### [What the task requires]
In the listing below, take the lines beginning at the one that has "dog's white paw" and stopping after the one that has "[0,314,1240,552]", and write them out again with "object localizer" swapped for "object detector" and nothing else changed.

### [Exercise material]
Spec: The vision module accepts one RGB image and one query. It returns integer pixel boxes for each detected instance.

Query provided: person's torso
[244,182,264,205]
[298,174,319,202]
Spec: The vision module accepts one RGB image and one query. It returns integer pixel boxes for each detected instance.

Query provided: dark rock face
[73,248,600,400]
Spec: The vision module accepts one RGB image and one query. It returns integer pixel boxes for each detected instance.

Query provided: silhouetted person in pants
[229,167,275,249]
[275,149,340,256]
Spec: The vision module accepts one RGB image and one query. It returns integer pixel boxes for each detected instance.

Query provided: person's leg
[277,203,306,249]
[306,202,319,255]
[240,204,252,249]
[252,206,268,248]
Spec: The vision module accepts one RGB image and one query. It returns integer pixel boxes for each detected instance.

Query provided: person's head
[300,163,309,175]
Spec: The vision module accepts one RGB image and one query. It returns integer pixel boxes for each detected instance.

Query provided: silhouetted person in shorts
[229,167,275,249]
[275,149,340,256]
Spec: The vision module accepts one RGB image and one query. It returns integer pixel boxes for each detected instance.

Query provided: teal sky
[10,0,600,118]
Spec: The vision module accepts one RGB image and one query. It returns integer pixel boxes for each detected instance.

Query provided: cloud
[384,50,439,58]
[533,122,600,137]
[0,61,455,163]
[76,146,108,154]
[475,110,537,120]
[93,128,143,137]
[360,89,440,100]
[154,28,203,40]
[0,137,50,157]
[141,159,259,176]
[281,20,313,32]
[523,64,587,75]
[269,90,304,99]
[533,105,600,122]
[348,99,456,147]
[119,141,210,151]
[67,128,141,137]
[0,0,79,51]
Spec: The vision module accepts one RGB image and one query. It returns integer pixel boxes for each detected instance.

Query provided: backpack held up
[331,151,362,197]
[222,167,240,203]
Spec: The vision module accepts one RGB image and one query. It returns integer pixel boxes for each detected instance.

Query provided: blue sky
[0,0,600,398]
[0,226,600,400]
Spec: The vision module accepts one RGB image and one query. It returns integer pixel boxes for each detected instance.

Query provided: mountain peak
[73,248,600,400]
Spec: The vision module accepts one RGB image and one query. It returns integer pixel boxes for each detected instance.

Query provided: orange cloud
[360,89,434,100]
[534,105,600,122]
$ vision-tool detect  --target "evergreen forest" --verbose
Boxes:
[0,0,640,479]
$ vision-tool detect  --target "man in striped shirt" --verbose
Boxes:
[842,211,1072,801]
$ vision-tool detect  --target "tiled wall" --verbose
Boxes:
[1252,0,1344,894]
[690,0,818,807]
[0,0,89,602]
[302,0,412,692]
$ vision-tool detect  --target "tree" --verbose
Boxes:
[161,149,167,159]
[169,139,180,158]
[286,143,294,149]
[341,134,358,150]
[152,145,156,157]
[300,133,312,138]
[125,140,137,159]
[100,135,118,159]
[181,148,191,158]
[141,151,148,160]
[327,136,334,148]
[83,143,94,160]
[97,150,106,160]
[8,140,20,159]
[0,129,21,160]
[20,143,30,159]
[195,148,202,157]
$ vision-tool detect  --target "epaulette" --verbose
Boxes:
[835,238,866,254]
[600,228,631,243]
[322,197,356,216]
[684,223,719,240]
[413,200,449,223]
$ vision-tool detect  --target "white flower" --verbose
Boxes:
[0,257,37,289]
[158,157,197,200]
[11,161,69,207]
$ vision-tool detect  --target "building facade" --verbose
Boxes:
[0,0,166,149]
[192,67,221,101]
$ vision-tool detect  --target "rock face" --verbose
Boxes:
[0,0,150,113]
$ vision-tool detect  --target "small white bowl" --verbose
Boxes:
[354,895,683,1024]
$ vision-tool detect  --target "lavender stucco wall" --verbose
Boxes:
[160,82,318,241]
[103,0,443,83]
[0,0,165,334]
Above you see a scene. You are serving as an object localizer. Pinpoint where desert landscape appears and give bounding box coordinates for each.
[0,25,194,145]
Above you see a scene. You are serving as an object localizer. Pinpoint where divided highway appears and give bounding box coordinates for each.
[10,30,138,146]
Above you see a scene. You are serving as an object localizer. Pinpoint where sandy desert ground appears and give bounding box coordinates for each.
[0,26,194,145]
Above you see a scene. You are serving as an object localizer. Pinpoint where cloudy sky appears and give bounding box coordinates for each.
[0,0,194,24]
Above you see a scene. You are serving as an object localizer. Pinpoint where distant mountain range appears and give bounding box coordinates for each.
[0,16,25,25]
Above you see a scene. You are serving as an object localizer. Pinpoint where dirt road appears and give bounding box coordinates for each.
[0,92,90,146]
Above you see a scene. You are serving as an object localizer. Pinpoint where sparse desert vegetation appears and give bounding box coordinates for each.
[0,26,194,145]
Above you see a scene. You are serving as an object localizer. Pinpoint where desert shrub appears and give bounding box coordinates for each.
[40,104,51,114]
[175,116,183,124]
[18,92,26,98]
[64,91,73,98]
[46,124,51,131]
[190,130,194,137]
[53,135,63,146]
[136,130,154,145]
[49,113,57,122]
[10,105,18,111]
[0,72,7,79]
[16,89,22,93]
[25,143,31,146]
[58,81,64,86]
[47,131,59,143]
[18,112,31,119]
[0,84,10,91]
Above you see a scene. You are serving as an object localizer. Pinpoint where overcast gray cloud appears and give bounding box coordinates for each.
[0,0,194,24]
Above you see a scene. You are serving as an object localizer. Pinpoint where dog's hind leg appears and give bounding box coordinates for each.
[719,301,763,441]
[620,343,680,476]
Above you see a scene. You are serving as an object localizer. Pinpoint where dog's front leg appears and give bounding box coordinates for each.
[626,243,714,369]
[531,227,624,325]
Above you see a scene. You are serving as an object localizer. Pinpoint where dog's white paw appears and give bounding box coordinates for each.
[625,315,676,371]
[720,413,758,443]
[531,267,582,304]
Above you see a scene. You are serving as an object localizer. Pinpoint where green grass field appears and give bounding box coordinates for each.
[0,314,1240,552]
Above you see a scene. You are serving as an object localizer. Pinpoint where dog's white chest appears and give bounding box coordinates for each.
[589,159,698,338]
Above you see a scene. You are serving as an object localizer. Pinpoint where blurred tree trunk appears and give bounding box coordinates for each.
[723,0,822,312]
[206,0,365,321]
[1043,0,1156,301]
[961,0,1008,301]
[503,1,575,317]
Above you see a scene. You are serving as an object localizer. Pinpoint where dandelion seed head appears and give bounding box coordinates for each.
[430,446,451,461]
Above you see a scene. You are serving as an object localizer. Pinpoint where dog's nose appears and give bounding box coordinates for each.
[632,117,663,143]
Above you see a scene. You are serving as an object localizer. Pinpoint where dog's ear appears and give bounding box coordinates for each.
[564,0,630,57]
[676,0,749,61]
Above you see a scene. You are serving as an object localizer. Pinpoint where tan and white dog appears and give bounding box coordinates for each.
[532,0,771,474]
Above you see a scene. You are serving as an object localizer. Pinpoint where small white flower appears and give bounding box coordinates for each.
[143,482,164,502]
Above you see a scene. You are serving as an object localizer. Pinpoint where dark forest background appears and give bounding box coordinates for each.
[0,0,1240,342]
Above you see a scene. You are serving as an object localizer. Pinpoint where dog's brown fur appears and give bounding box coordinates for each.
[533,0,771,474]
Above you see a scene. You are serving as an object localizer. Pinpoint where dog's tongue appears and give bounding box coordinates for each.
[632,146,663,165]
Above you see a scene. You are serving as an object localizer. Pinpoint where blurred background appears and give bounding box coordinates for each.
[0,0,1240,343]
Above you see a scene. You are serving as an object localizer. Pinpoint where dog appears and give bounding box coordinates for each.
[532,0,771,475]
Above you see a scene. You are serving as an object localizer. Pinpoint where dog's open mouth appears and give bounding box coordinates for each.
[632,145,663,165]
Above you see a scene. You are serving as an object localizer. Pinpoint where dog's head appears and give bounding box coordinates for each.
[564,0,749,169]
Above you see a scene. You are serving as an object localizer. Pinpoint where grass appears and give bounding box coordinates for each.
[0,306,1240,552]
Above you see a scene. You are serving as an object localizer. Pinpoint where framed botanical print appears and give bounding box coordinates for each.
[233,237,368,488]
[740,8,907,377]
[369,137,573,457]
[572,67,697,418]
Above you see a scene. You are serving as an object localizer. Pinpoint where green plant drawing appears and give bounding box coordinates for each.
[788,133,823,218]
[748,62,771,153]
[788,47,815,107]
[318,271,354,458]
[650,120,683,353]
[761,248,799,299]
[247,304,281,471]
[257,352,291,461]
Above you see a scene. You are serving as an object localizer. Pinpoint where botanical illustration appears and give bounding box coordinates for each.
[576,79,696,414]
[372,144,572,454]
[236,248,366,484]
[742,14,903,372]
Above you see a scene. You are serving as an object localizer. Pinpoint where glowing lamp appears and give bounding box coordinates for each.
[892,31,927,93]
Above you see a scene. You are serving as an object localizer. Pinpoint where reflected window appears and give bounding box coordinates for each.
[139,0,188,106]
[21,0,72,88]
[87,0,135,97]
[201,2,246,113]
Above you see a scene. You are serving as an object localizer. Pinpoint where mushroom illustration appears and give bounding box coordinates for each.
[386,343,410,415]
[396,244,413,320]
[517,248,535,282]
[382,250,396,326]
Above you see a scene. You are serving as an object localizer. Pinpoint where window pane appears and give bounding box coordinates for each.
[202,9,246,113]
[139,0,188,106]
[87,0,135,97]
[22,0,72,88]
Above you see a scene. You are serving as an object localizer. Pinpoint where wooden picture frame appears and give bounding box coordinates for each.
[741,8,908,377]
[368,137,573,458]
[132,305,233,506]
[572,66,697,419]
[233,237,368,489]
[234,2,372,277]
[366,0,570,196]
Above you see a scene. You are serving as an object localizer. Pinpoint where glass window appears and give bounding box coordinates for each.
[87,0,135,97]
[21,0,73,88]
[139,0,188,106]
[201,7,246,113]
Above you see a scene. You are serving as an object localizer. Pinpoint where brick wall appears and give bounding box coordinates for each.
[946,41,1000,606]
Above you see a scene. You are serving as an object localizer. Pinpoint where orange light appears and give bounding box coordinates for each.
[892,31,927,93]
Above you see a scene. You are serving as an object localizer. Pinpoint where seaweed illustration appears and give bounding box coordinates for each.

### [Final result]
Above you see a scene. You are serving as an object detector. Pinpoint where dog's white paw appears and give bounding box coordinates for each.
[625,315,676,371]
[720,413,758,443]
[531,267,582,304]
Above you see a scene. You are serving as an object detector. Pinpoint where green grass field appears and give bounding box coordinates for each.
[0,314,1240,552]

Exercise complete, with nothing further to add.